● Task goal
Each line that includes "quality" must be copied from the records.

■ ■ ■ ■

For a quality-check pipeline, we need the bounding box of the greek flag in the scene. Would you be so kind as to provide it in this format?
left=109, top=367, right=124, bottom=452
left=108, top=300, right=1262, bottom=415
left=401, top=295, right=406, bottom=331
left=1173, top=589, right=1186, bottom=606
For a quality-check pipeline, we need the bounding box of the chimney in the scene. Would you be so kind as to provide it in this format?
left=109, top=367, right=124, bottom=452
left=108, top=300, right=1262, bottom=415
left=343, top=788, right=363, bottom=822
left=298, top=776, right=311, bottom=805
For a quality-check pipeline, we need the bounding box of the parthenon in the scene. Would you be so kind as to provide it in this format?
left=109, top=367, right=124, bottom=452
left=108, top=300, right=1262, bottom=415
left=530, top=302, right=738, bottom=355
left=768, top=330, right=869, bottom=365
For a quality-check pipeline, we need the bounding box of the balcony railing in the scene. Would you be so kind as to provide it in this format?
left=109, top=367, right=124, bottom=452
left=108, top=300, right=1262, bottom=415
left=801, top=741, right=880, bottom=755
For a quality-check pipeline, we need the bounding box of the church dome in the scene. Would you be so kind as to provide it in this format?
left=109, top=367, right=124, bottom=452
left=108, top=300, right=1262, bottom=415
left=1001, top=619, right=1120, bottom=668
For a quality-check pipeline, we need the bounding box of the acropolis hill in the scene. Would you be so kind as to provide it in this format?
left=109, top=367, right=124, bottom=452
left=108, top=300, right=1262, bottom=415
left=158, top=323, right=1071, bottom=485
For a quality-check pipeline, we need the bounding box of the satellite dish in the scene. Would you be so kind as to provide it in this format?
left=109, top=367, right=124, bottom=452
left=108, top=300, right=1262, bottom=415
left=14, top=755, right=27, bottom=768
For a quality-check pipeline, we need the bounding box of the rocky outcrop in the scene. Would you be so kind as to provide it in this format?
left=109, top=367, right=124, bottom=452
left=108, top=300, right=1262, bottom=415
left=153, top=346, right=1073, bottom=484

■ ■ ■ ■

● Output below
For a quality-check pipeline, we need the bounding box of the greek flag in the scene. Would you be so kind as to provide it in this format?
For a quality-check pipeline, we need the bounding box of the chimney in the scene. Would you be so kind as to provide it in this format?
For a quality-check pipeline, we need the bounding box of the parthenon in the scene. Would you be so kind as to provide it in this format?
For a quality-check pipeline, we need the bounding box of the balcony railing in the scene. Would you be so kind as to provide it in this format?
For a quality-check pipeline, we need the bounding box of the church dome in the scene. Would you be so kind as to provide it in this format?
For a quality-check pipeline, we need the bounding box of the acropolis hill in the scene. Would you be so kind as to provide it in this format?
For a quality-check pipeline, we need the bounding box of the satellite dish in the scene. Would you be so kind as to provide it in this format?
For a quality-check pipeline, we need the bounding box of the rocky outcrop in the scene. Would you be so kind as to provide it in this format?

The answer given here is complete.